INSTRUCTIONS FOR THE TASK
Find the line containing "Practice. Identify the small". Return it and every line after it, unchanged, up to and including the last line.

DATA LISTING
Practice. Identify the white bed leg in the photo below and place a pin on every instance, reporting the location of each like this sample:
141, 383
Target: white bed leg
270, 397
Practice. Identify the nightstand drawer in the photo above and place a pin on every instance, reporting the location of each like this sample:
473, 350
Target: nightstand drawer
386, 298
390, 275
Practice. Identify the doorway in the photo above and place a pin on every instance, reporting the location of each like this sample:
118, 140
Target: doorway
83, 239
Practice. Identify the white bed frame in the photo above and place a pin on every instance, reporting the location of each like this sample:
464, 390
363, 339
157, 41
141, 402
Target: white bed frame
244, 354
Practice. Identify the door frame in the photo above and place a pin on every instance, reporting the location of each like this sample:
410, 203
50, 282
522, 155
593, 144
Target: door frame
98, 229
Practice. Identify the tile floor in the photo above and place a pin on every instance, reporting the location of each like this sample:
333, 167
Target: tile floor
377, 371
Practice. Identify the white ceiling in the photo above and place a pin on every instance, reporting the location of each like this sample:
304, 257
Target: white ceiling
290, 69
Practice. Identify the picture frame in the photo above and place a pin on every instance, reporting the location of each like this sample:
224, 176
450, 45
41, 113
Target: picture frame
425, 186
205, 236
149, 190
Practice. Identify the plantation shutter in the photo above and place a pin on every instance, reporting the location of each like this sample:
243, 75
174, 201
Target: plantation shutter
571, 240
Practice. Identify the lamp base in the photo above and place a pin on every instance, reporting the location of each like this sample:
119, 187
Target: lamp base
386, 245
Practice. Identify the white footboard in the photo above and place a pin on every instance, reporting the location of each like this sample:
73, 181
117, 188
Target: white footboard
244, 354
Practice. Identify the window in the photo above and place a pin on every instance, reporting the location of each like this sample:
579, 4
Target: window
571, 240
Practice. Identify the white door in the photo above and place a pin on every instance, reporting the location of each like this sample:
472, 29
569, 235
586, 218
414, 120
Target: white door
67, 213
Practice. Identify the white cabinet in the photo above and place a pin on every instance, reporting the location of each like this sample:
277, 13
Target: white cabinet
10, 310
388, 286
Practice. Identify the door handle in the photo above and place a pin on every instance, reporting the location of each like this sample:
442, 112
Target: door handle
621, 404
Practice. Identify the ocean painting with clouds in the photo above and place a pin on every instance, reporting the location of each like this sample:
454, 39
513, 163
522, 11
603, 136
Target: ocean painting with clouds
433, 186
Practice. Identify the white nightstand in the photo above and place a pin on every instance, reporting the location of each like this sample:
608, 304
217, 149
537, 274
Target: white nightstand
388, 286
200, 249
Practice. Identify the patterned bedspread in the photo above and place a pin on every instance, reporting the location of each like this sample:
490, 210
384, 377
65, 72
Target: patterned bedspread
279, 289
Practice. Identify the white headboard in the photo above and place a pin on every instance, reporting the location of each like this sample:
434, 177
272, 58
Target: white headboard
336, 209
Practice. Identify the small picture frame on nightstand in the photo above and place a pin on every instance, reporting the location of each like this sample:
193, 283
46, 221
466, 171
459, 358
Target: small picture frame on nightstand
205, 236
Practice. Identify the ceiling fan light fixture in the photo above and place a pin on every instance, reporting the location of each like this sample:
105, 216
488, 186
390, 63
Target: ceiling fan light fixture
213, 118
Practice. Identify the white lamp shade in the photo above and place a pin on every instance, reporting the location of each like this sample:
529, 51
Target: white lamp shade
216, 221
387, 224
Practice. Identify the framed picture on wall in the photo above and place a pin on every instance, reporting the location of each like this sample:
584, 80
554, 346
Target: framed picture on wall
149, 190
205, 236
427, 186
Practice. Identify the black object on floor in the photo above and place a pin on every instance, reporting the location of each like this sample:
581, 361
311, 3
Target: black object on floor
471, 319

SOLVED EXERCISE
Practice. Identify the small picture frame on nightstand in the photo above and place a pin on every instance, reporting the location of each like this sample:
193, 283
46, 221
466, 171
459, 358
Target: small picture frame on nightstand
205, 236
Practice. Identify the ceiling fan light fixture in the photo above and place a pin on every instance, reporting the location of each like this sample:
105, 216
488, 186
390, 63
Target: ceiling fan light fixture
213, 118
Practice. Identify the white lamp shade in the photo above and place a pin on every instance, reporting the location of each like this sample:
529, 51
Target: white lamp shade
216, 221
387, 224
Practice. Identify the framed picture on wall in the photo above and place a pin on every instance, reporting the location of each like this sample:
584, 80
554, 346
Target: framed picture on wall
149, 190
205, 236
427, 186
Practice. Identify the black object on floor in the photo above and place a pin on every instance, reporting the location of each like this sample:
581, 361
311, 3
Target: black object on floor
471, 319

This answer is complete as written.